§ Available data:
═══

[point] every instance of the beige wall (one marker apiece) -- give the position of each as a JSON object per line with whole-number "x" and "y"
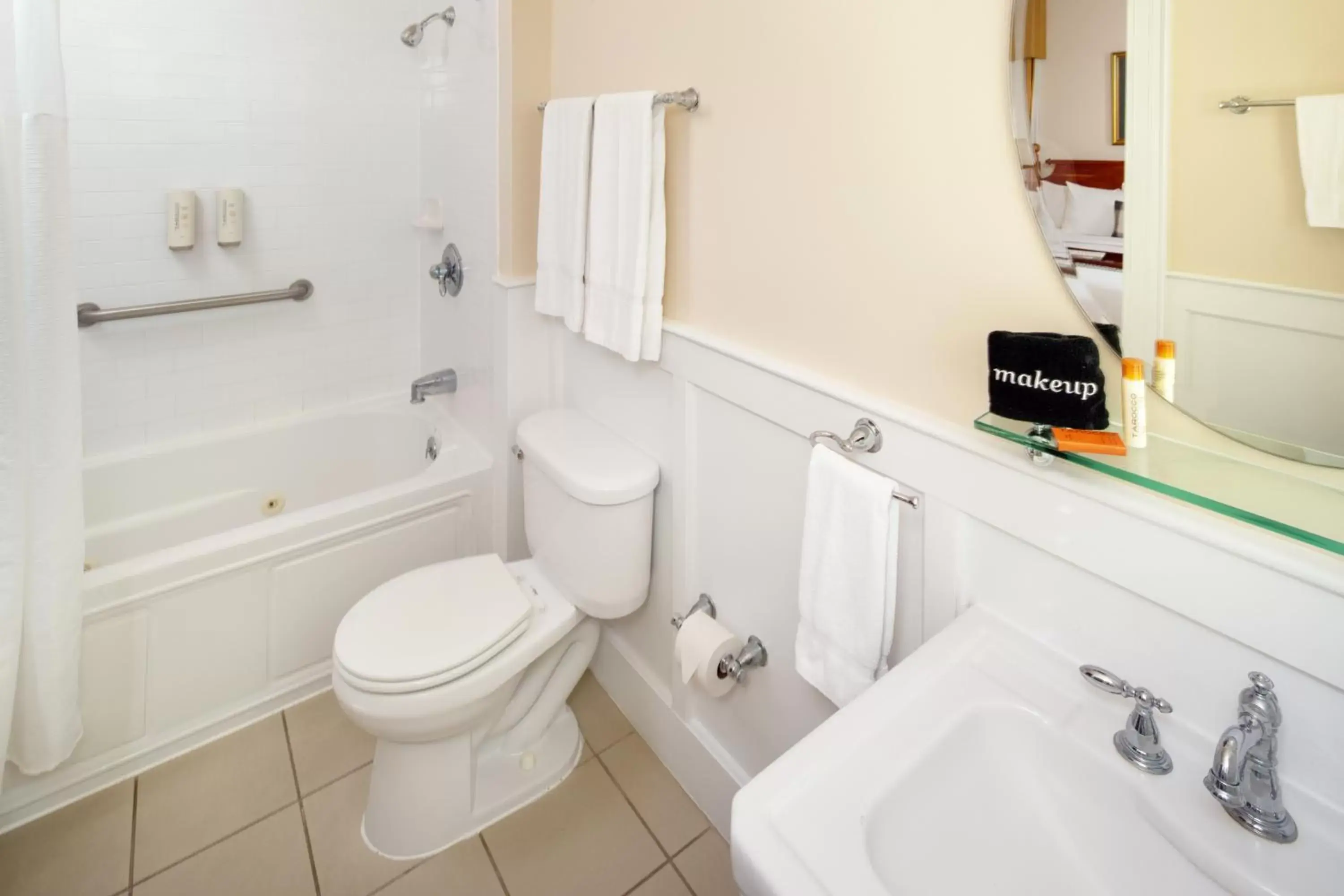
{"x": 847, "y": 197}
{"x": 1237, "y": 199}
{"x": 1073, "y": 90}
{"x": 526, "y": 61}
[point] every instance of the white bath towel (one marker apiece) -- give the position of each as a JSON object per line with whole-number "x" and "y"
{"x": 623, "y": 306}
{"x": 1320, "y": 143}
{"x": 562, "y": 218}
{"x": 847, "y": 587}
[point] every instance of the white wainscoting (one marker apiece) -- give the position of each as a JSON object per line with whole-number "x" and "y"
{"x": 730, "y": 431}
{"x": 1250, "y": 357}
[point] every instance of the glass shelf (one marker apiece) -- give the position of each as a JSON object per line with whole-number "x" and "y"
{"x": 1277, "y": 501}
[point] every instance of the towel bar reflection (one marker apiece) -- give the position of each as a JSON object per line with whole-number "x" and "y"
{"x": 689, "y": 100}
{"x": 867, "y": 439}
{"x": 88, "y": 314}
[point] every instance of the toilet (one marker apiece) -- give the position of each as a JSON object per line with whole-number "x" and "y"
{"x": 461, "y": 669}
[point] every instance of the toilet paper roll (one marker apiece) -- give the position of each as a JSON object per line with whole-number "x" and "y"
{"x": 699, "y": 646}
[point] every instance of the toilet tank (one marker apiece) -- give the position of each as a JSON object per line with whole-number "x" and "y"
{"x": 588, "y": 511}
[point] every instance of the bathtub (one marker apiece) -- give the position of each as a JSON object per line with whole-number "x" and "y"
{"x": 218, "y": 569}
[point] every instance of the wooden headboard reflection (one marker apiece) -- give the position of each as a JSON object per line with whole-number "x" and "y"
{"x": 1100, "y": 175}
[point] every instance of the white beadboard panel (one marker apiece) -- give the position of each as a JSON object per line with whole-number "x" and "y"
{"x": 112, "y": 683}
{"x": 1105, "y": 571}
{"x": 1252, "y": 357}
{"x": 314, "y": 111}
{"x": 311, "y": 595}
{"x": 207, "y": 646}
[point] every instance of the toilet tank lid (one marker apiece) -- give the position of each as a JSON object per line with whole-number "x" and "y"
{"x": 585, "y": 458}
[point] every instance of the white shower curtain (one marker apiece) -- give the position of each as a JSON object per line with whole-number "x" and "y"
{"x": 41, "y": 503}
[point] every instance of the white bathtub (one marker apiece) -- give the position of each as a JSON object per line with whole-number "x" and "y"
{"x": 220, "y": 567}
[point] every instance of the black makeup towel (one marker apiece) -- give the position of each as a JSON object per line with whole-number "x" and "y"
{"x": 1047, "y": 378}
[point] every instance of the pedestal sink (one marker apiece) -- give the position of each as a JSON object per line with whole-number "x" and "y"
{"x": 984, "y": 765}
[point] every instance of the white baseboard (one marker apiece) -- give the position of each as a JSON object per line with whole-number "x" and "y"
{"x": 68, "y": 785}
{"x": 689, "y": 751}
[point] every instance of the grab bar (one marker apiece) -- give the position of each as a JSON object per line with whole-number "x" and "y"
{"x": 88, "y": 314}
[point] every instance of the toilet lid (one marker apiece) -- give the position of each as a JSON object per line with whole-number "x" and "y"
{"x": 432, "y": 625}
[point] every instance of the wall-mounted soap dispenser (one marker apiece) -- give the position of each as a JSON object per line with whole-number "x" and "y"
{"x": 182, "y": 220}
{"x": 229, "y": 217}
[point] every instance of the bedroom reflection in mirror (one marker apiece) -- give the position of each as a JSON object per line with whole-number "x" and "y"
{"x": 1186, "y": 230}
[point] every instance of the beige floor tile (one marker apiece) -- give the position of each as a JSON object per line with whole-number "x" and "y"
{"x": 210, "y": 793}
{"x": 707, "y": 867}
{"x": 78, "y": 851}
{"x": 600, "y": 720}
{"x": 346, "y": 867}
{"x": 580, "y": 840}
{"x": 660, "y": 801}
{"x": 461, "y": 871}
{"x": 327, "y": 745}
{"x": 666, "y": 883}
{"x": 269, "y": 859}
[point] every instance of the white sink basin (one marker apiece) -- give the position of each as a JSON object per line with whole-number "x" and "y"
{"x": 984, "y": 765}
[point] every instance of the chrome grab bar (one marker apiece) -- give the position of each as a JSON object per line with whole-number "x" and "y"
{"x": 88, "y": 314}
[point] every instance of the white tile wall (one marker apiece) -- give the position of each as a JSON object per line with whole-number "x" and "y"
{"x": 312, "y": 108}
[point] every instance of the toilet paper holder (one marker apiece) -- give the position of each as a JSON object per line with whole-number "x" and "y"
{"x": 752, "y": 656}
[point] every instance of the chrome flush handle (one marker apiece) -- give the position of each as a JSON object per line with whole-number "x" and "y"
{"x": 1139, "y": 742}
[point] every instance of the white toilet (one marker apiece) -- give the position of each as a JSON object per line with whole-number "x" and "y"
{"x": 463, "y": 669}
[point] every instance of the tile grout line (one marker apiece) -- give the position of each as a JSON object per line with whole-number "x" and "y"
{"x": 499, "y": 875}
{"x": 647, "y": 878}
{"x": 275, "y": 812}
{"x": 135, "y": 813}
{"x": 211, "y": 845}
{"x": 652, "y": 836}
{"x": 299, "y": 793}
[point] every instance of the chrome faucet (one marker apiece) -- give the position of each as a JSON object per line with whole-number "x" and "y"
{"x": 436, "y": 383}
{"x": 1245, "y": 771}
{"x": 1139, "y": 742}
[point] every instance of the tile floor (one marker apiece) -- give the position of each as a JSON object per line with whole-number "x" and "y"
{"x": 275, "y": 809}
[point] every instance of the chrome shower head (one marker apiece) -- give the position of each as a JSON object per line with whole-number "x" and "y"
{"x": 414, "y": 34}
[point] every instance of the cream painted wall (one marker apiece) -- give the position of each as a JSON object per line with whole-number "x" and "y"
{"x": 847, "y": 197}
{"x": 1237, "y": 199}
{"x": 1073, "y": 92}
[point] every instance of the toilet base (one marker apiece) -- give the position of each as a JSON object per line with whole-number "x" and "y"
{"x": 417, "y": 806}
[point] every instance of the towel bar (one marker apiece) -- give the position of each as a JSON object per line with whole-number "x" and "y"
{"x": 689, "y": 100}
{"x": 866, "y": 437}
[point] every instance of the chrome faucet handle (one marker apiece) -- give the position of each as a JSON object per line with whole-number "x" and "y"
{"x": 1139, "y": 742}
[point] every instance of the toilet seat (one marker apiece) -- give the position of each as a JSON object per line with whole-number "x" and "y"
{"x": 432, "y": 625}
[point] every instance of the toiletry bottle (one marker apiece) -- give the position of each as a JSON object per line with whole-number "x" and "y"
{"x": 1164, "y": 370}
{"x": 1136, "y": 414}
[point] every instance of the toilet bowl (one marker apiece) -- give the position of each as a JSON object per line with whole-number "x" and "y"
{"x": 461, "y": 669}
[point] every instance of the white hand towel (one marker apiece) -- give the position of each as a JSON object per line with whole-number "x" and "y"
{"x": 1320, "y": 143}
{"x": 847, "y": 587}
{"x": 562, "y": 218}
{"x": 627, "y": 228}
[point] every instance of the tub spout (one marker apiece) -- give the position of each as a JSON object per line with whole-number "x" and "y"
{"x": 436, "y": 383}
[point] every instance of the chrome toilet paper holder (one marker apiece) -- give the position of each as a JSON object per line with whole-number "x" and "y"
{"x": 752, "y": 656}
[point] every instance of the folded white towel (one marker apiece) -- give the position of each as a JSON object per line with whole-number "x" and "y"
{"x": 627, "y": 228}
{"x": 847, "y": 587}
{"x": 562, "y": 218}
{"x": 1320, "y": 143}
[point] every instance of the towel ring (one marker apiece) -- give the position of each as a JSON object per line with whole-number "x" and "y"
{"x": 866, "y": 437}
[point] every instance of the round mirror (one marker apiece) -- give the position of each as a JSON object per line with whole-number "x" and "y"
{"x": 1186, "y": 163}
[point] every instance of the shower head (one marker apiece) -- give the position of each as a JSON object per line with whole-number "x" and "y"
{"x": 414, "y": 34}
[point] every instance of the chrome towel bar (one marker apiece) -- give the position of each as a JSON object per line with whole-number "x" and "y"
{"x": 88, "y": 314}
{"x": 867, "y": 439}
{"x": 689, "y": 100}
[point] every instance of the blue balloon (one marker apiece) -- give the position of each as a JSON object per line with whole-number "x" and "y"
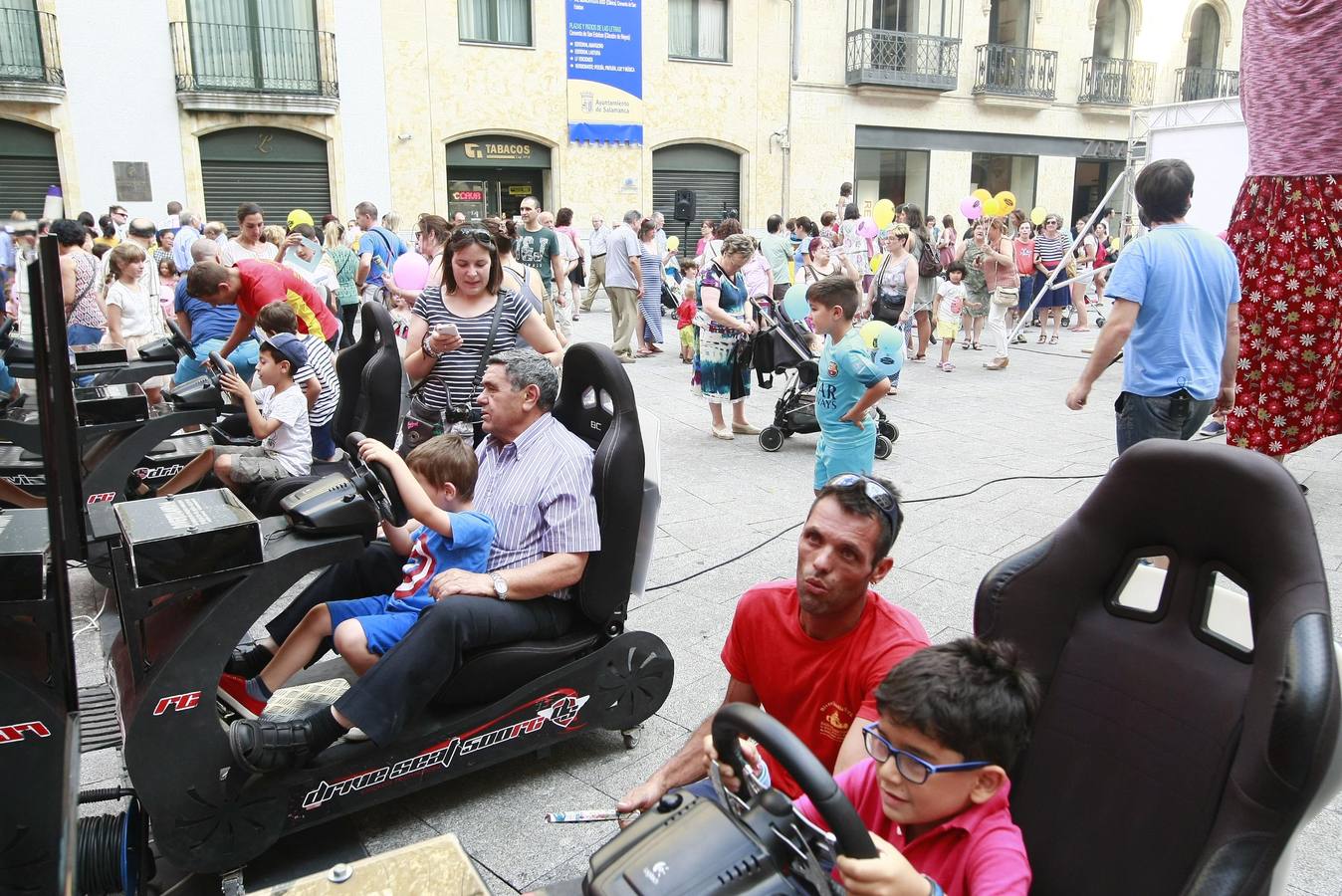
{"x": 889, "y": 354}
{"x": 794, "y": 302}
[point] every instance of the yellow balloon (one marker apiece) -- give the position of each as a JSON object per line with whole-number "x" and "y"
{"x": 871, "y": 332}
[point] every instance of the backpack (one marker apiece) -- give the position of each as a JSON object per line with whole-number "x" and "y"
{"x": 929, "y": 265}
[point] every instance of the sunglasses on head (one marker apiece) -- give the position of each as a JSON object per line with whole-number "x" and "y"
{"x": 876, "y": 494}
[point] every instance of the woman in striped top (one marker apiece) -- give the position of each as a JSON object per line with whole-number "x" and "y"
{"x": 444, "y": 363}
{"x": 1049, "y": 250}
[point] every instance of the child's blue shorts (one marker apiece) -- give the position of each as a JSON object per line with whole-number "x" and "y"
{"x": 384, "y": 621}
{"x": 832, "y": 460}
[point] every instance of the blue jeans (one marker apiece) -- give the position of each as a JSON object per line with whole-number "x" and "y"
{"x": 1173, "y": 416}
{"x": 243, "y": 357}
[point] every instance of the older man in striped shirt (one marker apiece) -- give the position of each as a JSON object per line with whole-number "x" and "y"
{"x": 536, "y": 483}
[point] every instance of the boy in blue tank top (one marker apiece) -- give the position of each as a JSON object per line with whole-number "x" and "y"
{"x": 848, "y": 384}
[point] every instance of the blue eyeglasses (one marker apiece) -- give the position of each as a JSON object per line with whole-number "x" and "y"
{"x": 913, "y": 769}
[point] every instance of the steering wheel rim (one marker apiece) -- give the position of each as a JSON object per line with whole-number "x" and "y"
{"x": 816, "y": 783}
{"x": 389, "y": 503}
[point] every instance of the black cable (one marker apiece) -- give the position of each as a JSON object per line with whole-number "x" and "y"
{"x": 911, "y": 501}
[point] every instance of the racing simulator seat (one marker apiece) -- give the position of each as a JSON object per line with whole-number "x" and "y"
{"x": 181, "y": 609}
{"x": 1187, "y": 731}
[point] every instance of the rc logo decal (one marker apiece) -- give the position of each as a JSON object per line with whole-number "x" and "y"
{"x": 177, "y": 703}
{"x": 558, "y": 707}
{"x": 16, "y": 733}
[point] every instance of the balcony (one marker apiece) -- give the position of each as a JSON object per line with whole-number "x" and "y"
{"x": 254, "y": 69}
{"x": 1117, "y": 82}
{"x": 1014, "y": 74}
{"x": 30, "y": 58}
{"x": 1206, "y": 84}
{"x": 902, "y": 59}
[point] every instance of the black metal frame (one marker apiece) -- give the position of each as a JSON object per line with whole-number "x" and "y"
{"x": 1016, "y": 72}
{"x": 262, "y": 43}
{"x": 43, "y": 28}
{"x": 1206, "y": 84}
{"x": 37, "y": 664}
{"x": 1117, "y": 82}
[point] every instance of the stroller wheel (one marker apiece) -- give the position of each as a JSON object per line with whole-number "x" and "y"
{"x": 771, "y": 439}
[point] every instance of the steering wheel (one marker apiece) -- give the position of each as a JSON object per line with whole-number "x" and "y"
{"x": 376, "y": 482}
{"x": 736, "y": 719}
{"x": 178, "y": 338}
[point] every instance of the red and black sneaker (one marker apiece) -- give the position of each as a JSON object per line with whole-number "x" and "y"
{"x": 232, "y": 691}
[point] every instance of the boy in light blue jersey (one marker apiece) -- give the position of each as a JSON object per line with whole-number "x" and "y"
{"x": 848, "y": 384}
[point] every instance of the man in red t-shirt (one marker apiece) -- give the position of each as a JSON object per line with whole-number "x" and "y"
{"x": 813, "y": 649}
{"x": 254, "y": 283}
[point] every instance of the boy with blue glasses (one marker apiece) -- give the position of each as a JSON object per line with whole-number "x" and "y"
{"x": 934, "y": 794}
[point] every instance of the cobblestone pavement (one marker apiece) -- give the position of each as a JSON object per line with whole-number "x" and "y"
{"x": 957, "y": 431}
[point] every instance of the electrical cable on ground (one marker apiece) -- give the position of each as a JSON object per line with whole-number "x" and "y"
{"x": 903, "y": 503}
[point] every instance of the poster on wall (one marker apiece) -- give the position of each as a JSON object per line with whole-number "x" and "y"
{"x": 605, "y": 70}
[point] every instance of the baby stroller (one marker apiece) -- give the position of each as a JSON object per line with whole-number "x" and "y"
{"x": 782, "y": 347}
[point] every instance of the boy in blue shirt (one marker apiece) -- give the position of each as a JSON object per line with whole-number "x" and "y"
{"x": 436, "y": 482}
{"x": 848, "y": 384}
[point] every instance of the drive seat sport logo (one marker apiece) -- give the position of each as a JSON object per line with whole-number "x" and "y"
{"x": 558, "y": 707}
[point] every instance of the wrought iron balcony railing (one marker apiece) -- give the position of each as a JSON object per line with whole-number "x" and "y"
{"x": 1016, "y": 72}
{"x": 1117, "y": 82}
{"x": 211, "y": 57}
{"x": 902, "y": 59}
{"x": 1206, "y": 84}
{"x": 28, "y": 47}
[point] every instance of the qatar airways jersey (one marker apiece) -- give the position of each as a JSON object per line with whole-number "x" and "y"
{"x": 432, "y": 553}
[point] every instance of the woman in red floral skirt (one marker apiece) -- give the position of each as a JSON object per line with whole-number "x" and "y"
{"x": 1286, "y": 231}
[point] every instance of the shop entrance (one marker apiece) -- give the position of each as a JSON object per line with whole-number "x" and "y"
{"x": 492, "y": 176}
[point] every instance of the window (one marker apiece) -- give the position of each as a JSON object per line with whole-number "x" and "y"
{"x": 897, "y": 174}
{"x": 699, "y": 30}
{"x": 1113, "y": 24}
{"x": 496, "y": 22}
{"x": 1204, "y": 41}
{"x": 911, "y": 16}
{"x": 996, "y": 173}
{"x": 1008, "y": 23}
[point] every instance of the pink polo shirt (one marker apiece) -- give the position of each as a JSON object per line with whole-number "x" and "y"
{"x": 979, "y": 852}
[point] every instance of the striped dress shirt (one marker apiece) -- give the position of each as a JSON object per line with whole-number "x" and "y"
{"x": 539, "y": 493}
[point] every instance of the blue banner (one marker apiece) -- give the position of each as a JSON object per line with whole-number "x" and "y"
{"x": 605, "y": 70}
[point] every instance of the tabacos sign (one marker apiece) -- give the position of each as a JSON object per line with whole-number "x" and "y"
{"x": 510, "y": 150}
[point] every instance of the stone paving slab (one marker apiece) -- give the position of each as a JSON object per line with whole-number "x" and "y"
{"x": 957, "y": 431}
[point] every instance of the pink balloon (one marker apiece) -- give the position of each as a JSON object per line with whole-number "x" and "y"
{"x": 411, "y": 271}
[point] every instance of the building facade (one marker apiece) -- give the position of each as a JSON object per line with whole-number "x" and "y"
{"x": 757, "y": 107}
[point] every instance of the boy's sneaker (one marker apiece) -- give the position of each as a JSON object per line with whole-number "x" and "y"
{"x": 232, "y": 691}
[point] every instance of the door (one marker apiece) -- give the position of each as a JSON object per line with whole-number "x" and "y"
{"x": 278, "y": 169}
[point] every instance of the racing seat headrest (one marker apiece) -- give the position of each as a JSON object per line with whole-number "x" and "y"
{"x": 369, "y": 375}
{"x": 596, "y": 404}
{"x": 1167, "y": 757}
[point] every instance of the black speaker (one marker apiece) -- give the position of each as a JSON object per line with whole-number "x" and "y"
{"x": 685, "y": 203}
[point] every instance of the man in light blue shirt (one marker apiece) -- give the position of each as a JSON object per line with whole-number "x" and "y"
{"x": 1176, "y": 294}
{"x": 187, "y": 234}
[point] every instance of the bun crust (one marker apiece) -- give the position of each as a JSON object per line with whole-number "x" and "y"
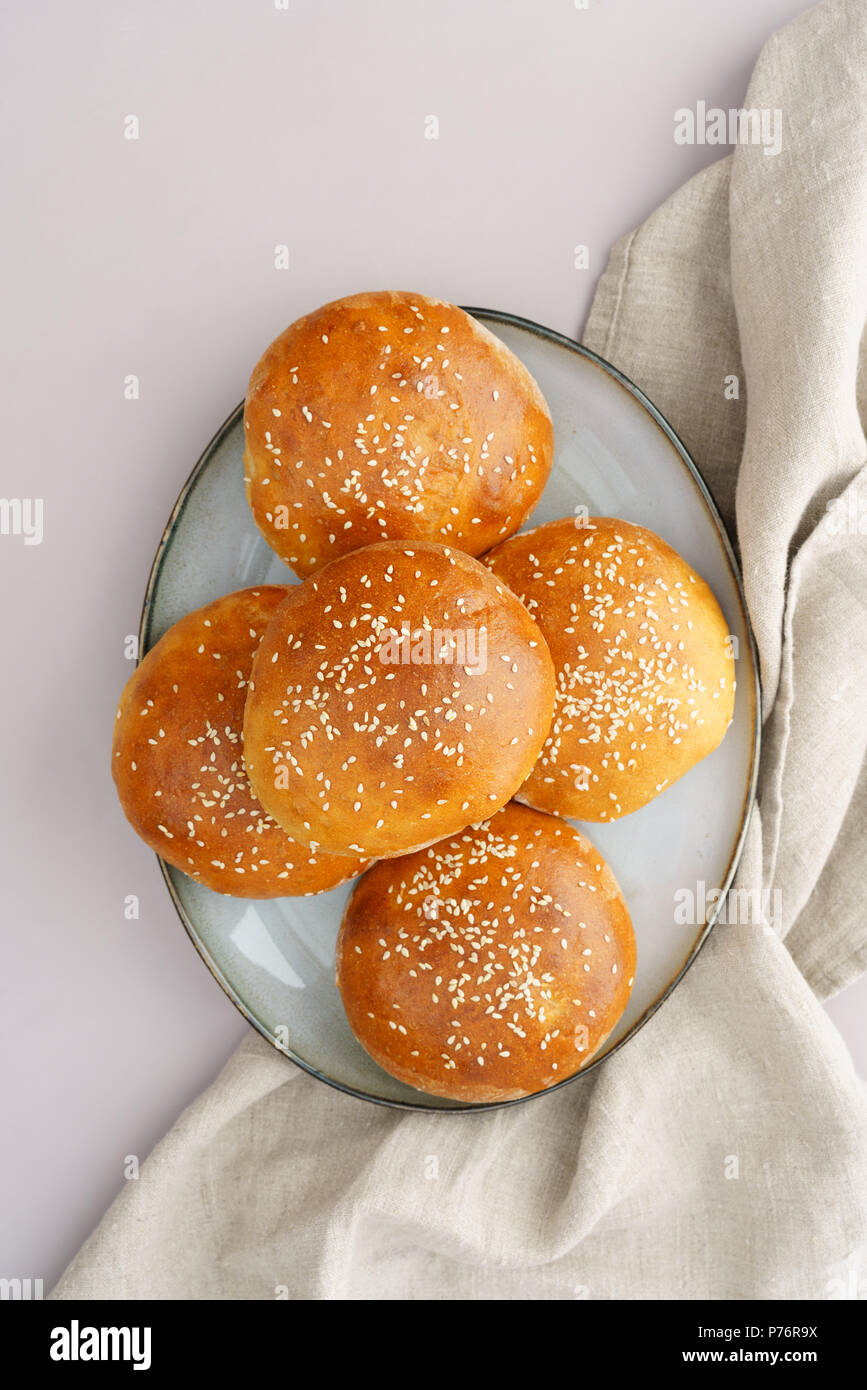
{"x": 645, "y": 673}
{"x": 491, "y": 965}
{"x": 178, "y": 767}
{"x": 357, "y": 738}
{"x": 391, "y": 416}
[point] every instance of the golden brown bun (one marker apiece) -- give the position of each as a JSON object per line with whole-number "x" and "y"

═══

Write out, word for word, the line containing "[point] every instance of the door" and each line after it to the end of the data, and nothing more. Drop the pictures.

§ Result for this exercise:
[point] every instance of the door (one marker apiece) -- give the position of each as a JSON object per line with whole-number "x" and "y"
{"x": 278, "y": 169}
[point] every instance of the racing seat headrest (one marker apiece) -- give the position of each as a JSON object per line with whole-number "x" and "y"
{"x": 369, "y": 375}
{"x": 596, "y": 404}
{"x": 1167, "y": 757}
[point] every instance of the black speaker (one marker apiece) -- give the position of each as a JSON object per line with whole-number "x" and "y"
{"x": 685, "y": 203}
[point] every instance of the man in light blue shirt (one marker apiece) -- give the position of each as a JSON object per line with whole-number "x" and "y"
{"x": 1176, "y": 294}
{"x": 187, "y": 234}
[point] every instance of the bun crust (one marker apiece) -- give the position of each as a JSON object per line with whole-number "x" and "y"
{"x": 645, "y": 673}
{"x": 491, "y": 965}
{"x": 178, "y": 767}
{"x": 357, "y": 738}
{"x": 391, "y": 416}
[point] every instance of the golden brown bun (one marker apiece) -- give the position of each as a JSON object per line with whole-number "x" and "y"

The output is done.